_Set task_. Transcribe every line of the rows below verbatim, character for character. Omit the pictures from your output.

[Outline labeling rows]
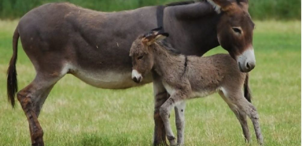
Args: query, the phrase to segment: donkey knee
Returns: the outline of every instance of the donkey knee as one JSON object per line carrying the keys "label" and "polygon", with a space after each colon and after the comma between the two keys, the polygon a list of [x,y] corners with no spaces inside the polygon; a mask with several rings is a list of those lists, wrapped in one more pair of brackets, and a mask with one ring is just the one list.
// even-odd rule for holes
{"label": "donkey knee", "polygon": [[23,109],[25,109],[29,106],[31,105],[32,100],[30,97],[28,96],[28,93],[23,90],[21,90],[17,93],[17,99],[21,104]]}
{"label": "donkey knee", "polygon": [[250,118],[253,120],[259,120],[259,115],[257,109],[253,106],[251,105],[250,107],[249,110],[249,116]]}
{"label": "donkey knee", "polygon": [[169,118],[169,111],[167,110],[167,108],[165,107],[161,106],[159,108],[159,115],[162,118]]}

_Solution_.
Args: query, the phrase to segment: donkey knee
Returns: the outline of every instance of the donkey knee as one JSON object per line carrying the keys "label" and "polygon", with a space after each colon and after the comma between the two keys, the polygon a list of [x,y] corners with no spaces inside the polygon; a mask with several rings is a list of those lists, wrapped in one more pair of brackets, and a mask with one ring is just the one list.
// even-odd rule for holes
{"label": "donkey knee", "polygon": [[23,109],[25,109],[29,106],[31,105],[32,100],[30,97],[28,96],[28,93],[23,90],[21,90],[17,93],[17,99],[21,104]]}
{"label": "donkey knee", "polygon": [[250,118],[253,120],[259,120],[259,115],[257,109],[253,106],[251,105],[250,107],[249,110],[249,116]]}
{"label": "donkey knee", "polygon": [[169,118],[169,111],[167,110],[167,108],[165,107],[161,106],[159,108],[159,115],[162,118]]}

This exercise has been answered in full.